> Provided passage
----------------------------------------
Then, ${\cal H}_{phys}$ is approximated by
\beq
{\cal H}_{phys}\simeq\bigoplus_{\ell=0}^{\infty}\,X^{\ell},
\label{eq:hphys}
\eeq
where $X^{\ell}$ is the $n(\ell)$-dimensional vector space
spanned by $\Omega_{\gamma_{I}}$.
%
%
%
%
%
%
\section{TUNNELING CALCULATIONS}
\setcounter{equation} {0}
In this section, we evaluate transition matrix elements between
the perturbative vacua. These can be used to construct the coboundary
operator $\delta^{(\ell)}\,:\,X^{\ell}\,\longrightarrow\,X^{\ell+1}$.
----------------------------------------
> Your tasks
(1) In the passage on tunneling calculations, shorten the paragraph beginning "In this section, we evaluate" while keeping its main facts.
(2) Extend the passage on tunneling calculations, picking up right after its final sentence.

> Items listed in a dataset
----------------------------------------
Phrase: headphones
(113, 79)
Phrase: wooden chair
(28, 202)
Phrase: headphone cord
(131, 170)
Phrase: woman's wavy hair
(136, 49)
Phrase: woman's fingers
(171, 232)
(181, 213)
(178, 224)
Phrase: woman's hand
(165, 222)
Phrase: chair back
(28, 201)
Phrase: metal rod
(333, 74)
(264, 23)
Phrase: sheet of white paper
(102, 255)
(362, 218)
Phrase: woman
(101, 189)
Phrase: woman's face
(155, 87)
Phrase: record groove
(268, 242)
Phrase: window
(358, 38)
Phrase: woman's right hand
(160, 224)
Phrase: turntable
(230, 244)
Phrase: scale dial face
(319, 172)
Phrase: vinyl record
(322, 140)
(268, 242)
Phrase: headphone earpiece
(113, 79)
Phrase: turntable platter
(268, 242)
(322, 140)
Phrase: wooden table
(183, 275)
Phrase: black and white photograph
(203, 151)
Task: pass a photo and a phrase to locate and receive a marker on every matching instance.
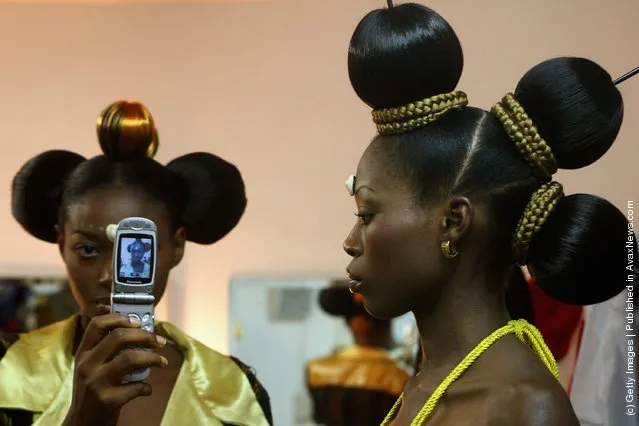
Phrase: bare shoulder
(531, 403)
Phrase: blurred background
(263, 84)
----------------------------------------
> Answers for this exercise
(1) This section computes transition matrix elements between the perturbative vacua, which serve to build the coboundary operator $\delta^{(\ell)}\,:\,X^{\ell}\,\longrightarrow\,X^{\ell+1}$.

(2)
Suppose we have an instanton $\phi_{0}$
connecting two geodesics $\gamma_{A}$
and $\gamma_{B}$ with the Morse indices $\ell$ and $\ell+1$,
 respectively.
As we saw in section II, the instanton has exactly one free parameter
corresponding to the time translation. Then the vector field
%
%p18
%
$\frac{\partial\phi_{0}}{\partial t}$ is in the kernel of the operator,
\beq
\nabla_{t}-J_{\phi_{0}}\,:\,\Gamma(\phi^{*}_{0}\,TN)\,\longrightarrow\,
\Gamma(\phi^{*}_{0}\,TN)
\eeq
and
\beq
\inta\,\left(\frac{\partial\phi_{0}}{\partial t},\,
\frac{\partial\phi_{0}}{\partial t}\right)=
E[\gamma_{B}]-E[\gamma_{A}]<\infty.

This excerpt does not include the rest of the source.